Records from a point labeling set
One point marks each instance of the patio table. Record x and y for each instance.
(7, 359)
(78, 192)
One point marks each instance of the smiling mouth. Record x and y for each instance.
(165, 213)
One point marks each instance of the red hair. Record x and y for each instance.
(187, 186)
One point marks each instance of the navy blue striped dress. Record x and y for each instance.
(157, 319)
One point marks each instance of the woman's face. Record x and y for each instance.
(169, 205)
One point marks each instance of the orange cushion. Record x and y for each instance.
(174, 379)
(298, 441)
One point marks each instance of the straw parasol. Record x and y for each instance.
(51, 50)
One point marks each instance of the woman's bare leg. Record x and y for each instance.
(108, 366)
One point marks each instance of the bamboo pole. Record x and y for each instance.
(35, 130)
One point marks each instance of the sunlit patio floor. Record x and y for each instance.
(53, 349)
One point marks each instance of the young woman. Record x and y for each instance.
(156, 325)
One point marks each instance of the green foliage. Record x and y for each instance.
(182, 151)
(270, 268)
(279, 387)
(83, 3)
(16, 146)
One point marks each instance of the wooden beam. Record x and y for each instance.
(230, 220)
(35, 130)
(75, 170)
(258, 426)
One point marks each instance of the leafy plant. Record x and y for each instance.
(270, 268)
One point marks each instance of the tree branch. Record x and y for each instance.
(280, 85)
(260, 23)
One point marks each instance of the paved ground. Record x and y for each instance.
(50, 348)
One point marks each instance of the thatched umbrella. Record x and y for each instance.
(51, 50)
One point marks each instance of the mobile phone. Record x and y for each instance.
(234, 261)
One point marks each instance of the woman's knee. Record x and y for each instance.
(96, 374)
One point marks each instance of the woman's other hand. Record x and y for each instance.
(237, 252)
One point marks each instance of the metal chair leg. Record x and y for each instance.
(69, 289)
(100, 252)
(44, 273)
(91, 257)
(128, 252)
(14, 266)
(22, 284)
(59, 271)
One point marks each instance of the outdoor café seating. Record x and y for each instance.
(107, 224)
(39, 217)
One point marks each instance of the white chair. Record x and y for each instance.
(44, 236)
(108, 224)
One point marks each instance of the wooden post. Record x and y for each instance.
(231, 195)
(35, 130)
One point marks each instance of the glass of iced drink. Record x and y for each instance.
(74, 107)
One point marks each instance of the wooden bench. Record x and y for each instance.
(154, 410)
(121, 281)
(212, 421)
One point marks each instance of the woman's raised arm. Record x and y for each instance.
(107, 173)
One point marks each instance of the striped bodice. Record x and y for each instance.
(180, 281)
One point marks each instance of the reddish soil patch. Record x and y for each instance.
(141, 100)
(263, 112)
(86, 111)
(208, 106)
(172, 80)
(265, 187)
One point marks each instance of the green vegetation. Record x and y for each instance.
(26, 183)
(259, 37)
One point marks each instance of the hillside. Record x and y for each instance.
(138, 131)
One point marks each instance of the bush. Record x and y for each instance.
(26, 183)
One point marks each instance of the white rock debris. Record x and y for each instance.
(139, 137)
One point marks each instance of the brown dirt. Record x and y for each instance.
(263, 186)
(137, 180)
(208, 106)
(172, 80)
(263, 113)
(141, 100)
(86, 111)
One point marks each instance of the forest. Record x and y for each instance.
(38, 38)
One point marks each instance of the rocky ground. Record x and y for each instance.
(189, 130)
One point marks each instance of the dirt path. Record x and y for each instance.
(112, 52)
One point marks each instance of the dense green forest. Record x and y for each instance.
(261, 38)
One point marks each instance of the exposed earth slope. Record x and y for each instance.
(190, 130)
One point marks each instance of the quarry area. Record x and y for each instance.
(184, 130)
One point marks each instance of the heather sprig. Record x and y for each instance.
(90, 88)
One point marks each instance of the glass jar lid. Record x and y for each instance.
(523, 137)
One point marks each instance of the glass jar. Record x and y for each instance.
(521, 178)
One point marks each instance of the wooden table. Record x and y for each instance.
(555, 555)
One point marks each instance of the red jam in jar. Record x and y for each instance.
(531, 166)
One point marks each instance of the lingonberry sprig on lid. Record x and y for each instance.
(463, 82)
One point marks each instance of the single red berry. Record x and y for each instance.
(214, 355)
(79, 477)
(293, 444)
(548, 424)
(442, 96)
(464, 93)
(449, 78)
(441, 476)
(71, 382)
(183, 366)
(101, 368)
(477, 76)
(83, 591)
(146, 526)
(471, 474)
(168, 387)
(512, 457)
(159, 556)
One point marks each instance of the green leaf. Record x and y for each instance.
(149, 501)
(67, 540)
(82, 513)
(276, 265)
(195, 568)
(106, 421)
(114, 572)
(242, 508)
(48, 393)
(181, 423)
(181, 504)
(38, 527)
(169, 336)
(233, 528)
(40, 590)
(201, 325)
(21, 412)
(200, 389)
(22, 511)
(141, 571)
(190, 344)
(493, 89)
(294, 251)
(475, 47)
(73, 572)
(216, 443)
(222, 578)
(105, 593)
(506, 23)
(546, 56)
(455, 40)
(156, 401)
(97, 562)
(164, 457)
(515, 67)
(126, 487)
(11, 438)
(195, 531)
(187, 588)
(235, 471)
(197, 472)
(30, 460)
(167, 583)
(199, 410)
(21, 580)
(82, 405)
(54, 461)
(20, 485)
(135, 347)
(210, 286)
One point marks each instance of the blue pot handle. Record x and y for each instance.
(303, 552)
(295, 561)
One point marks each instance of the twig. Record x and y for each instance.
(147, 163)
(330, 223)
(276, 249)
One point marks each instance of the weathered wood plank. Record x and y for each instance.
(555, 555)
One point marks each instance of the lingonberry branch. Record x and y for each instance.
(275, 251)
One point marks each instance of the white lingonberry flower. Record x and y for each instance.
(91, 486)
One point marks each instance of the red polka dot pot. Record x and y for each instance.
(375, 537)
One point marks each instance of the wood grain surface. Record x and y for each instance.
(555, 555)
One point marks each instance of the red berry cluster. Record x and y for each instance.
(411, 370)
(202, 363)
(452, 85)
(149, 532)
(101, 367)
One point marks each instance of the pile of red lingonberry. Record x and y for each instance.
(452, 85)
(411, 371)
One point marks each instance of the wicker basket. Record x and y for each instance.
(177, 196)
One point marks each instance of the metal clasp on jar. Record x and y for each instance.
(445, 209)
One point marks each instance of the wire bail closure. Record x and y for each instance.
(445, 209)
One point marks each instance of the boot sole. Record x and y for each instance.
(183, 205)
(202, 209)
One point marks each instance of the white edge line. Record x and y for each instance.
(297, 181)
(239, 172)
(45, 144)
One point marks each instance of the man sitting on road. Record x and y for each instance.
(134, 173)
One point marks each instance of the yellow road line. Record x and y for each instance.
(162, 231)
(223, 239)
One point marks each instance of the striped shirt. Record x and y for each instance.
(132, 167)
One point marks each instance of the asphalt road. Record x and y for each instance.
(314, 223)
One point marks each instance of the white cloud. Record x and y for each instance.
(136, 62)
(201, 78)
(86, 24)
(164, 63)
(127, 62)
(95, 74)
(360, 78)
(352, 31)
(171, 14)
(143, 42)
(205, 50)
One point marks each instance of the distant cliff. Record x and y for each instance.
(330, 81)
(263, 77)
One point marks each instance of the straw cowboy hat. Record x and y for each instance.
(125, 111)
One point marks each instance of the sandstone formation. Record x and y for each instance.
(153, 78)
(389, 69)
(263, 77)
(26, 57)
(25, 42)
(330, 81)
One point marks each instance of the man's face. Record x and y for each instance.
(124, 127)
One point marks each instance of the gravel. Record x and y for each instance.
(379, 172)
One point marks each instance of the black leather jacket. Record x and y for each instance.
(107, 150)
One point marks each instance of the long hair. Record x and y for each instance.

● **Exercise prompt**
Print the listing above in its entirety, with every line exact.

● **Response**
One point marks each instance of the patio table. Record x and y for each instance.
(7, 359)
(78, 192)
One point marks each instance of the smiling mouth. Record x and y for each instance.
(165, 213)
One point marks each instance of the red hair. Record x and y for each instance.
(187, 186)
One point marks each instance of the navy blue striped dress. Record x and y for each instance.
(157, 319)
One point marks each instance of the woman's face. Record x and y for each instance.
(169, 205)
One point marks each instance of the orange cushion. Record x and y for each instance.
(174, 379)
(298, 441)
One point marks each instance of the straw parasol. Record x and y for each instance.
(51, 50)
One point marks each instance of the woman's bare leg. Record x and y for each instance.
(108, 366)
One point marks each instance of the bamboo pole. Record x and y for each instance.
(35, 130)
One point marks each instance of the sunlit patio floor. Record x and y for each instance.
(53, 349)
One point marks each instance of the young woman. Record x and y for each instance.
(156, 325)
One point marks each instance of the green foliage. Record x and y for each instance.
(182, 151)
(270, 268)
(279, 387)
(83, 3)
(16, 146)
One point marks each instance of the wooden beam. Record x and y for each instance.
(230, 220)
(35, 130)
(75, 170)
(258, 426)
One point marks each instance of the leafy plant. Record x and y for each instance.
(270, 268)
One point marks each instance of the tree branch. Record x and y for each instance.
(280, 85)
(260, 23)
One point marks each instance of the paved ground. Record x and y for each instance.
(50, 348)
One point marks each instance of the thatched umbrella. Record x and y for each instance.
(51, 50)
One point marks each instance of the mobile phone. Record x and y for each instance.
(234, 261)
One point marks each instance of the woman's knee. Record x and y for each instance.
(96, 374)
One point marks each instance of the woman's other hand. Record x and y for each instance.
(237, 252)
One point marks each instance of the metal chair leg. Record x and y for each instance.
(69, 289)
(100, 252)
(44, 273)
(91, 257)
(128, 252)
(14, 266)
(22, 284)
(59, 271)
One point marks each instance of the outdoor café seating. Record x and y for each instance.
(107, 224)
(39, 217)
One point marks each instance of the white chair. Record x and y for each instance.
(44, 236)
(108, 224)
One point marks each instance of the wooden post. Record x and y for each instance.
(231, 195)
(35, 130)
One point marks each instance of the glass of iced drink. Record x and y for each instance.
(74, 107)
One point marks each instance of the wooden bench. Record x and y for each instance.
(154, 410)
(121, 281)
(212, 421)
One point marks each instance of the woman's raised arm. Record x and y for each instance.
(107, 173)
One point marks each instance of the striped bodice. Record x and y for each instance.
(180, 281)
One point marks each instance of the reddish soil patch. Record x and y for each instance.
(141, 100)
(263, 112)
(86, 111)
(208, 106)
(172, 80)
(265, 187)
One point marks each instance of the green vegetation. Record x and y for each instance.
(26, 183)
(259, 37)
One point marks each instance of the hillside. Record x and y for each instance.
(138, 131)
One point marks each instance of the bush. Record x and y for each instance.
(26, 183)
One point marks each instance of the white rock debris. Record x and y for each instance.
(139, 137)
One point marks each instance of the brown dirt. Record x and y for each instance.
(263, 186)
(137, 180)
(208, 106)
(172, 80)
(263, 113)
(141, 100)
(86, 111)
One point marks each instance of the forest. Record x and y for each instance.
(38, 38)
One point marks each instance of the rocky ground. Record x and y for each instance.
(189, 130)
One point marks each instance of the dirt path. Record x and y for each instance.
(112, 52)
One point marks each instance of the dense green forest. Record x and y for each instance.
(261, 38)
One point marks each instance of the exposed earth slope. Record x and y for each instance.
(190, 130)
One point marks each instance of the quarry area. Record x and y for each instance.
(184, 130)
One point marks each instance of the heather sprig. Record x and y for each instance.
(90, 88)
One point marks each instance of the glass jar lid. Record x and y for each instance.
(523, 137)
One point marks each instance of the glass jar. Record x and y for each instance.
(521, 178)
One point marks each instance of the wooden table. Record x and y for each instance.
(555, 555)
One point marks each instance of the red jam in jar. Record x and y for each instance.
(531, 166)
One point marks each instance of the lingonberry sprig on lid. Record x and y for each instance.
(463, 82)
One point marks each instance of the single red berry. Record x and y for each instance.
(214, 355)
(79, 477)
(293, 444)
(548, 424)
(442, 96)
(464, 93)
(449, 78)
(441, 476)
(71, 382)
(183, 366)
(101, 368)
(477, 76)
(83, 591)
(146, 526)
(471, 474)
(168, 387)
(512, 457)
(159, 556)
One point marks each instance of the green leaf. Record x and y for each instance.
(149, 501)
(67, 540)
(82, 513)
(276, 265)
(195, 568)
(106, 421)
(114, 572)
(242, 508)
(48, 393)
(181, 423)
(181, 504)
(38, 527)
(169, 336)
(233, 528)
(40, 590)
(201, 325)
(21, 412)
(200, 389)
(22, 511)
(141, 571)
(190, 344)
(493, 89)
(294, 251)
(475, 47)
(73, 572)
(216, 443)
(222, 578)
(105, 593)
(506, 23)
(546, 56)
(455, 40)
(156, 401)
(97, 562)
(164, 457)
(515, 67)
(126, 487)
(11, 438)
(195, 531)
(187, 588)
(235, 471)
(197, 472)
(30, 460)
(167, 583)
(199, 410)
(21, 580)
(82, 405)
(54, 461)
(20, 485)
(135, 347)
(210, 286)
One point marks each instance of the blue pot handle. Record x and y for each instance.
(303, 552)
(295, 561)
One point marks each instance of the twig. Record x and y for each instance.
(147, 163)
(330, 223)
(276, 249)
One point marks each instance of the weathered wood plank. Record x and y for each instance.
(555, 555)
One point marks each instance of the lingonberry branch. Record x and y for each instance.
(275, 251)
One point marks each instance of the white lingonberry flower. Record x and y for each instance.
(91, 486)
One point marks each instance of the red polka dot pot. Record x and y for each instance.
(375, 537)
One point marks each instance of the wood grain surface. Record x and y for each instance.
(555, 555)
One point marks each instance of the red berry cluster. Record x and y for each instance.
(411, 370)
(202, 363)
(452, 85)
(149, 532)
(101, 367)
One point marks each instance of the pile of red lingonberry. Record x and y for each instance.
(452, 85)
(411, 371)
One point marks each instance of the wicker basket. Record x and y for each instance.
(177, 196)
One point marks each instance of the metal clasp on jar. Record x and y for each instance.
(445, 209)
One point marks each instance of the wire bail closure. Record x and y for each instance.
(445, 209)
One point marks each instance of the boot sole. Record x and y for each instance.
(183, 205)
(202, 209)
One point marks each instance of the white edge line. Record x and y for each instance.
(297, 181)
(239, 172)
(45, 144)
One point marks each instance of the man sitting on road. Record x and y for each instance.
(134, 173)
One point marks each instance of the yellow road line. Record x and y for each instance.
(162, 231)
(223, 239)
One point marks each instance of the striped shirt. Record x and y for each instance.
(132, 167)
One point marks each instance of the asphalt road. Record x and y for each instance.
(314, 223)
One point marks each instance of the white cloud. Record x and y for each instance.
(136, 62)
(201, 78)
(86, 24)
(164, 63)
(127, 62)
(95, 74)
(360, 78)
(352, 31)
(171, 14)
(143, 42)
(205, 50)
One point marks each instance of the distant cliff. Record x and y for each instance.
(330, 81)
(263, 77)
One point marks each instance of the straw cowboy hat. Record x and y for each instance.
(125, 111)
One point marks each instance of the sandstone formation. Record x and y for each instance.
(153, 78)
(389, 69)
(263, 77)
(26, 57)
(25, 42)
(330, 81)
One point marks each instance of the man's face. Record x and y for each instance.
(124, 127)
One point marks each instance of the gravel. Record x and y for each instance.
(379, 172)
One point marks each instance of the black leather jacket. Record x and y for each instance.
(107, 150)
One point marks each instance of the long hair. Record x and y for each instance.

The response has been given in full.